Every line in the records below with the string "roof" needs to be copied out.

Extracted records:
-- Opening Marker --
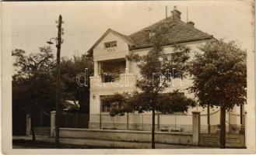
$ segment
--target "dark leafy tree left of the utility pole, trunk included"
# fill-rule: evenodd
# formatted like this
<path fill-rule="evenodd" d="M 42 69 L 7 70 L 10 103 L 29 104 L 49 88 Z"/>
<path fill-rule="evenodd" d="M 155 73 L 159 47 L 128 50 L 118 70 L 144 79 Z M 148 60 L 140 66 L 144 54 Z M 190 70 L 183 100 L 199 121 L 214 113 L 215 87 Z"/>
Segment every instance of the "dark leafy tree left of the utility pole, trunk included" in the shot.
<path fill-rule="evenodd" d="M 41 47 L 39 53 L 26 56 L 24 50 L 12 50 L 16 58 L 12 76 L 12 108 L 30 114 L 33 142 L 35 115 L 42 110 L 50 111 L 54 105 L 54 57 L 50 47 Z"/>

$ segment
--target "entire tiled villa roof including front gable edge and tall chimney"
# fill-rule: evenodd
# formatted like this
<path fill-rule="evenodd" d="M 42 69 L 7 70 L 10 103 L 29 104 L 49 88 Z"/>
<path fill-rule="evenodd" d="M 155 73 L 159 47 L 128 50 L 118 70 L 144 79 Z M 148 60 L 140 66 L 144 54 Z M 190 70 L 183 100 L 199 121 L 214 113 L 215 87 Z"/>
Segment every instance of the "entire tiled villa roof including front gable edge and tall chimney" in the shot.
-- Closing Marker --
**EXERCISE ANSWER**.
--target "entire tiled villa roof including front gable edge and tall chimney"
Segment every instance of the "entire tiled villa roof including front gable edge and tall chimney" in the shot.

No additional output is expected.